Tasks to carry out:
(1) In the raw-feeding forum thread, what percentage of a chicken wing is said to be bone?
(2) Continue the raw-feeding forum thread from its last sentence.

Provided text:
It's not true. You can mix it just fine if your dog is used to eating both. And kibble and raw both have meat, which are processed using the same enzymes. It's the vegetable content. Processed or not processed, it doesn't make much of a difference in digestion rate.


----------



## Zilla (May 11, 2013)

This might be a dumb question so bare with me Taquitos  haha you say you calculate for every three days. So over those three days it's only ten percent bone? Or for each day it's ten percent bone. Just trying to make sure I understand this right. Thank you so much for that website!! Theres so many references! As far as daily feelings with PMR. How do you portion those out? Like with my Better in the raw I put the daily portion in baggies and just pull another out every morning for the next day. Is that what you do?


----------



## taquitos (Oct 18, 2012)

Zilla said:


> This might be a dumb question so bare with me Taquitos  haha you say you calculate for every three days. So over those three days it's only ten percent bone? Or for each day it's ten percent bone. Just trying to make sure I understand this right. Thank you so much for that website!! Theres so many references! As far as daily feelings with PMR. How do you portion those out? Like with my Better in the raw I put the daily portion in baggies and just pull another out every morning for the next day. Is that what you do?


The overall diet should be 80-10-10 (so 10% bone), so 10% of the three days' worth of food should be bone.

Here's an example of a meal I make:
Meeko's ideal weight is 7.25 lbs, and he eats 2.5% of his body weight, so a total of ~0.18 lbs a day, and 0.54 lbs for three days.
10% of 0.54 lbs is 0.054 lbs.
Chicken wings are 46% bone, which means:
0.054 = x * 0.46
0.054/0.46 = x
x = 0.118
So, I am looking at 0.118 lbs of chicken wings for the three days.

I portion out the meat for every 3 days and put them in a baggy. I don't weigh them out after that, I just give 1/3 of the bag everyday until he runs out. So some days he doesn't get bone, some days he doesn't get organs, but he gets the 80-10-10 during the 3 days, and therefore, overall, he is still getting the 80-10-10 ratio


----------



## Zilla (May 11, 2013)

Alright so I think I might have this. I used leg quarters since he's a bit bigger and Im assuming they are ok to start with? The website said for puppies feed 2-3 percent of estimated adult weight or 10 percent of current weight. I don't know what he weighs currently though Im sure doing it that way would be better than estimating with adult weight. 

2.5% of estimated adult weight at 120 is 3lbs. Half that for one raw meal a day is 1.5lbs. 
4.5 lbs for 3 days.
bone would be 1.6 chicken leg quarters over the 3 day period assuming the average of 27 percent bone.

Dataset entries:

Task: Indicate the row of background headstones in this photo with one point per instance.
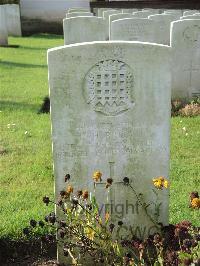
(10, 24)
(155, 28)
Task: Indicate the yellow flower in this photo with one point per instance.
(69, 189)
(160, 182)
(89, 233)
(97, 176)
(195, 203)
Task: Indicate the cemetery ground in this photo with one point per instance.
(25, 148)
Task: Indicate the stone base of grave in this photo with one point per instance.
(10, 46)
(33, 26)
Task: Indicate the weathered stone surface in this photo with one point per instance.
(174, 11)
(79, 14)
(118, 16)
(135, 29)
(195, 16)
(84, 29)
(164, 20)
(54, 11)
(190, 12)
(110, 110)
(78, 9)
(106, 15)
(101, 10)
(185, 44)
(129, 10)
(144, 13)
(3, 26)
(13, 20)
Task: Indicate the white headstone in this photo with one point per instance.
(118, 16)
(174, 11)
(190, 12)
(101, 10)
(144, 14)
(134, 29)
(3, 26)
(164, 21)
(78, 9)
(84, 29)
(110, 110)
(106, 15)
(79, 14)
(195, 16)
(13, 20)
(185, 42)
(129, 10)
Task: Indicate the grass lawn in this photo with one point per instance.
(26, 161)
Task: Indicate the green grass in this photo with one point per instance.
(26, 165)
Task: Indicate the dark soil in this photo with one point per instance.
(27, 252)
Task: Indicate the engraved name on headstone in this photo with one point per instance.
(110, 110)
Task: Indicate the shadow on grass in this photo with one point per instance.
(25, 252)
(47, 36)
(34, 48)
(10, 106)
(15, 64)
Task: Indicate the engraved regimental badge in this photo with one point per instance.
(108, 87)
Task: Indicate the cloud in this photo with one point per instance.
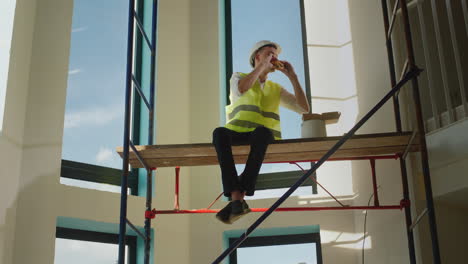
(97, 116)
(74, 71)
(104, 155)
(80, 29)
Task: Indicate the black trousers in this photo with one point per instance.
(223, 139)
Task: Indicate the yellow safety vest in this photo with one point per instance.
(256, 107)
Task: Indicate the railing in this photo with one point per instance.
(440, 34)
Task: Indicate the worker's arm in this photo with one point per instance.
(301, 98)
(247, 82)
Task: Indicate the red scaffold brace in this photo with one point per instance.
(150, 214)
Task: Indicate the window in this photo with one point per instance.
(94, 114)
(298, 248)
(74, 246)
(283, 23)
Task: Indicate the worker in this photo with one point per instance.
(253, 118)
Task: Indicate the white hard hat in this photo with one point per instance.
(260, 45)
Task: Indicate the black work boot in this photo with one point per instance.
(224, 214)
(238, 210)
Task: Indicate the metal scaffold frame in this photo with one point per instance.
(409, 74)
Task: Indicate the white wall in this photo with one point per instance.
(7, 11)
(386, 228)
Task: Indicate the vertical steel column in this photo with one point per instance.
(422, 139)
(404, 176)
(149, 184)
(176, 198)
(374, 183)
(126, 143)
(391, 62)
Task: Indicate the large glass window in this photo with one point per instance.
(95, 94)
(300, 249)
(248, 22)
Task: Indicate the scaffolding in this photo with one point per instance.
(137, 158)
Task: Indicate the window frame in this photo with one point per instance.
(106, 175)
(277, 240)
(101, 237)
(275, 180)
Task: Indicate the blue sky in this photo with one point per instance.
(96, 83)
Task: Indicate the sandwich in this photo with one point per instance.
(277, 64)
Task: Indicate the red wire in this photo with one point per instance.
(312, 178)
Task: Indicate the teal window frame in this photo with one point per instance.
(105, 175)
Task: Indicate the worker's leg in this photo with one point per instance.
(259, 140)
(222, 141)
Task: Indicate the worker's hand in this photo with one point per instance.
(288, 69)
(265, 65)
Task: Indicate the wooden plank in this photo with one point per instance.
(284, 150)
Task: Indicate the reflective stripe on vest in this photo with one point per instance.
(256, 107)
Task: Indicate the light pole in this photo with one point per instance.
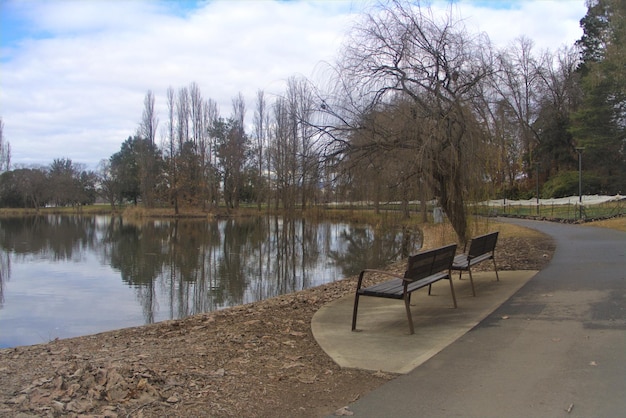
(537, 180)
(580, 150)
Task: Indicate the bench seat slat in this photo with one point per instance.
(394, 289)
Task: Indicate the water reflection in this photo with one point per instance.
(173, 268)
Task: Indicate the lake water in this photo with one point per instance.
(66, 276)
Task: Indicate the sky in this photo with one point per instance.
(74, 74)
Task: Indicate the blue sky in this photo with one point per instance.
(73, 74)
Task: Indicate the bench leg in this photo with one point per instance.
(472, 282)
(452, 291)
(407, 303)
(356, 308)
(496, 269)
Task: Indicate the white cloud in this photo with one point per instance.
(74, 86)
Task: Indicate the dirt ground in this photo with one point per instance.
(256, 360)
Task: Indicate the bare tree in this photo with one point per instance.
(261, 124)
(172, 175)
(517, 81)
(149, 120)
(210, 185)
(5, 150)
(147, 158)
(402, 53)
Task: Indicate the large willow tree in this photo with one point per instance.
(401, 58)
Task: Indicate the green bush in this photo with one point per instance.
(565, 183)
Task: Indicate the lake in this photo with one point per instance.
(66, 276)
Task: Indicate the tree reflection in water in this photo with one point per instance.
(186, 266)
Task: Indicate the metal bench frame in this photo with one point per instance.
(423, 269)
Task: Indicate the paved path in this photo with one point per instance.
(561, 352)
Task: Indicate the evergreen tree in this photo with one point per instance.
(599, 124)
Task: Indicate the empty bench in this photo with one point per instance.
(481, 248)
(423, 269)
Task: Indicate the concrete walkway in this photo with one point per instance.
(383, 342)
(560, 352)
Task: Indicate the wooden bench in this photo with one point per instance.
(481, 248)
(423, 269)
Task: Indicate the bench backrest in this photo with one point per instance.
(425, 263)
(483, 244)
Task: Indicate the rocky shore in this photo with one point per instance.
(256, 360)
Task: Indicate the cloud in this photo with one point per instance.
(74, 74)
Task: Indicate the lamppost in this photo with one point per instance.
(580, 150)
(537, 180)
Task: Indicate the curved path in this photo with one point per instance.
(561, 352)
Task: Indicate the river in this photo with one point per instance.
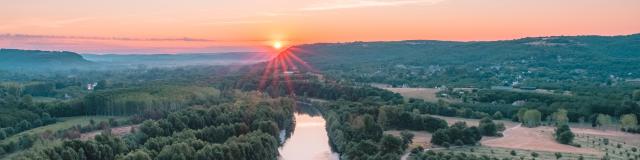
(308, 139)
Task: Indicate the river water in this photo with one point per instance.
(308, 139)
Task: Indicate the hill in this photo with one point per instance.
(15, 59)
(543, 62)
(172, 60)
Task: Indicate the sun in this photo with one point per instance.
(277, 44)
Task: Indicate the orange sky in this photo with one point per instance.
(169, 26)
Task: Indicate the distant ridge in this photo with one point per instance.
(37, 59)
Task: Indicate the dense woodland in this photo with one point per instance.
(234, 112)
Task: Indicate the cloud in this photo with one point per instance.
(31, 36)
(346, 4)
(237, 22)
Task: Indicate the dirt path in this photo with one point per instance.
(539, 139)
(118, 131)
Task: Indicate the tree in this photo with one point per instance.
(498, 115)
(532, 118)
(137, 155)
(391, 144)
(558, 155)
(3, 134)
(407, 137)
(628, 121)
(560, 117)
(564, 135)
(440, 137)
(487, 127)
(603, 120)
(102, 84)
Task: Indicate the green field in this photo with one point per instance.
(502, 153)
(64, 123)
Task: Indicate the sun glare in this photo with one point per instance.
(277, 44)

Written responses:
(1) Chicken wings are 46% bone.

(2)
Liver would be 0.225lbs
Organ would be 0.225lbs

So after taking the weight from the leg quarters and the organ I just add boneless muscle meat to make the 4.5 total lbs? Correct? Really confusing to wrap my head around at first but I think I might have it now haha


----------



## taquitos (Oct 18, 2012)

Zilla said:


> Alright so I think I might have this. I used leg quarters since he's a bit bigger and Im assuming they are ok to start with? The website said for puppies feed 2-3 percent of estimated adult weight or 10 percent of current weight. I don't know what he weighs currently though Im sure doing it that way would be better than estimating with adult weight.
> 
> 2.5% of estimated adult weight at 120 is 3lbs. Half that for one raw meal a day is 1.5lbs.
> 4.5 lbs for 3 days.
> ...


Yes exactly  Make sure to feed the organs and liver with a bone-in meal!

You're looking at about 1.7 lbs of chicken quarters for the three days


----------



## Siould (Jan 2, 2015)

Feeding dogs a raw diet is very dangerous. Well over 99% of veterinarians and the FDA agree. The bacteria in raw meat pose a very real risk to humans. Raw diets are also unbalanced. Bones can also choke a dog to death. Just like humans, dogs can get food poisoning. Ask almost any vet and they will tell you that the bacteria in raw meat can make your dog or cat very sick. All meat fed to your dog should be cooked first. Any raw or undercooked meat can give your dog salmonella poisoning. If you feed your dog raw meat and he or she ends up vomiting, it’s a good chance that you have just infected your companion with salmonella. Listeria is also found in raw meat.


----------



## Zilla (May 11, 2013)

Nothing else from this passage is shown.